= 抜粋テキスト =
------------------------------

由緒ある格式高い家門、若く美しい容姿、国中の美味い酒、彼に身を寄せる美しい女達。
目も眩むような報酬を求め、様々な人間が貢物を持って行くが彼が気に入ることはなかった。
貴公子は豊富な知識で口が達者な商人たちの贋作までも見抜いていくが、そんな中で珍しく一人の異質なオランダ人に大層釘付けになる。
人の目を惹きつけるオランダ人は、貴公子に大変珍しい美しい人魚を連れてきた。
たくさんの人がこの人魚を欲しがったが、対価がかなり高額なためもうあなたしか手に入れることはできないだろう。
信じられない位高価な対価を支払い、貴公子は人魚を手に入れるが。。。
Posted by ブクログ
乙女の本棚シリーズ。
生まれながらに巨万の富、才知、美貌を持ち、それ故に満たされない心を持った貴公子のお話。
タイトルの人魚は後半にやっと登場します。人魚の描写が印象的で、人のようで違う、迫力のある美しさである事が伝わってきました。難しい言葉遣いの作品でしたが、どういったラストになるのか気になって、一気に読んでしまいました。貴公子の心の渇きは癒えたのか…気になります。
儚げなイラストとピッタリ合っている、素敵な一冊でした。
Posted by ブクログ
谷崎潤一郎氏の描写はこれでもかっというぐらいたくさんの日本語で溢れている。全然意味が分からない言葉も妖艶に見えてくるし、長い文章でも続きが気になる。が今回は終わりがあっという言葉が出てくるぐらい幕が閉じた感覚になった。
Posted by ブクログ
乙女の本棚シリーズの一冊。
うん、これは乙女の本棚向きの小説だな。
イラストも内容に合っている。貴公子がちょっと若すぎる感じはするが。
人魚の下半身がいやに長いなと思っていたら、ああ、そういうことだったのね。納得。
谷崎版人魚姫はこうなるのね。

------------------------------

= データセットの行 =

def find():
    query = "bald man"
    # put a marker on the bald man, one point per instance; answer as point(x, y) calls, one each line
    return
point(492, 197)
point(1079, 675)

------------------------------

= 取り組む課題 =
1. 抜粋テキストによると、オランダ人が貴公子のもとへ連れてきたのは何ですか？
2. 抜粋テキストの「儚げなイラストとピッタリ合っている、素敵な一冊でした。」から「うん、これは乙女の本棚向きの小説だな。」までを、一字も変えずに打ち直してください。
3. 抜粋テキストを二文で要約してください。
行は使わなくて構いません。

= 解答 =
1. 大変珍しい美しい人魚です。

2.
儚げなイラストとピッタリ合っている、素敵な一冊でした。
Posted by ブクログ
谷崎潤一郎氏の描写はこれでもかっというぐらいたくさんの日本語で溢れている。全然意味が分からない言葉も妖艶に見えてくるし、長い文章でも続きが気になる。が今回は終わりがあっという言葉が出てくるぐらい幕が閉じた感覚になった。
Posted by ブクログ
乙女の本棚シリーズの一冊。
うん、これは乙女の本棚向きの小説だな。

3. 抜粋テキストは、あらゆるものを持ちながら満たされない心を抱えた貴公子が、オランダ人の連れてきた珍しい人魚を信じられないほど高価な対価で手に入れる話を紹介している。続く感想では、乙女の本棚シリーズの一冊として、人魚の描写が印象的であることや、イラストが内容に合っていることが語られている。